In the accessibility page text below, list each of the five items given in parentheses after "One visitor in five needs accommodations".

::: Page text

Accessibility

A site everyone can use.

Around one person in five needs some kind of accommodation, and many more browse your pages in difficult conditions: in bright sunlight, on an old phone, with a poor connection. An accessible site is simply one that works for all of them, with nothing extra to ask for.

Why it matters

Three good reasons, not just the law.

You reach more people

One visitor in five needs accommodations (sight, motor skills, dyslexia, age, context). Without accessibility, you lose them before they even discover what you offer.

You rank better

The accessibility rules (clear headings, described images, clean structure) are exactly the ones Google loves. An accessible site climbs higher in search results.

The law requires it

Since June 2025, digital accessibility has been mandatory for many businesses in Europe (European Accessibility Act). Penalties can reach €250,000.

::::::
::: Provided information

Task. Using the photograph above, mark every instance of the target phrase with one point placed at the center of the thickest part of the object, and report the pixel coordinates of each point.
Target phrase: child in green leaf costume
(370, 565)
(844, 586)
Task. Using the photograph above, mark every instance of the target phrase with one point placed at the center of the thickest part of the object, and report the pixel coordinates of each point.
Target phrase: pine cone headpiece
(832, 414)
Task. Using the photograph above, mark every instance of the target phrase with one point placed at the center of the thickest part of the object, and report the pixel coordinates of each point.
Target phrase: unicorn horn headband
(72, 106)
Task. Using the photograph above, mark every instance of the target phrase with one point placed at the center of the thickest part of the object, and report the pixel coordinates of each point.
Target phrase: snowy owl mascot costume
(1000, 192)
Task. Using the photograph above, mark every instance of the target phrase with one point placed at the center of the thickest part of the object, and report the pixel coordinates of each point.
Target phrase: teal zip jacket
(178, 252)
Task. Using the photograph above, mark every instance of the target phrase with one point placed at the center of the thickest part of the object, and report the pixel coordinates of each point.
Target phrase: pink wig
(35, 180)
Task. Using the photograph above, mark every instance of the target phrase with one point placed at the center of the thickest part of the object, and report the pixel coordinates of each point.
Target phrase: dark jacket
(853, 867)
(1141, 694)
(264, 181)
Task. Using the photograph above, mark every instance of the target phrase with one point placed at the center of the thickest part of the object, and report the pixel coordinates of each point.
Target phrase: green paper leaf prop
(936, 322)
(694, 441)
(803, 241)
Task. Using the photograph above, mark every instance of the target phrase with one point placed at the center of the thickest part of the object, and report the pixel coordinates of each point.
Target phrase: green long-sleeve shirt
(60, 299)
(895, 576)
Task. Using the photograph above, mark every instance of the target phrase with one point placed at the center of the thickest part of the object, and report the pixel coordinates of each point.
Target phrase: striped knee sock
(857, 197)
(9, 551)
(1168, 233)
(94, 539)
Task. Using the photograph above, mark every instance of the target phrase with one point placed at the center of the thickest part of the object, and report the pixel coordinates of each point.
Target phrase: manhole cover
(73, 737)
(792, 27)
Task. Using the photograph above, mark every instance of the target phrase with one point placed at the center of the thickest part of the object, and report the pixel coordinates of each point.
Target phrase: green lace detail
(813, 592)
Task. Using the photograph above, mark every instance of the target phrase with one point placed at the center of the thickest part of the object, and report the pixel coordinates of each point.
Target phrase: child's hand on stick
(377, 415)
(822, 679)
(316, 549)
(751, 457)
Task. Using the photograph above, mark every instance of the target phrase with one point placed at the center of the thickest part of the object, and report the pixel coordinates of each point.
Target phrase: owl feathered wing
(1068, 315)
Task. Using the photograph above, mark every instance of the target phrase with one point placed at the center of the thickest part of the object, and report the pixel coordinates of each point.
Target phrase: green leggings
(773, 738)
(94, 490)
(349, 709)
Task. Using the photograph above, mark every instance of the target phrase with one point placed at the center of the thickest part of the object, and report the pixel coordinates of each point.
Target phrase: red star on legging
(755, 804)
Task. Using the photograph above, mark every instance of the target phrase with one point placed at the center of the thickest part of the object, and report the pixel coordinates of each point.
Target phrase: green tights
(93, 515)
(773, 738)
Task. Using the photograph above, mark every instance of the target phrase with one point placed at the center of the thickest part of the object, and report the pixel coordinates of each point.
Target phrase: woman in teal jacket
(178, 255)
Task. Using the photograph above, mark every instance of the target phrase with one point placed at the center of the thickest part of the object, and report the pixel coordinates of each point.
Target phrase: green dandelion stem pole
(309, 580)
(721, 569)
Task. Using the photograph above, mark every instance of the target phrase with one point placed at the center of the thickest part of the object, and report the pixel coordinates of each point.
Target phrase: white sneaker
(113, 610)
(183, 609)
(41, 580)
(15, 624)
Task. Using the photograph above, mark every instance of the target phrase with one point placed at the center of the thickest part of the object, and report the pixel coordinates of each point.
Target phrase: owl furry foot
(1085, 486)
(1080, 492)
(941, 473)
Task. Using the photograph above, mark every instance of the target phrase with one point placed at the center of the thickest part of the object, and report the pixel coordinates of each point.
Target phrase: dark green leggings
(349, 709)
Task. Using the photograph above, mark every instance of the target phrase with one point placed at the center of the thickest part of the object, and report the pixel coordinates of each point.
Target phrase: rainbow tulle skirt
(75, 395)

::::::

Response below: sight, motor skills, dyslexia, age, context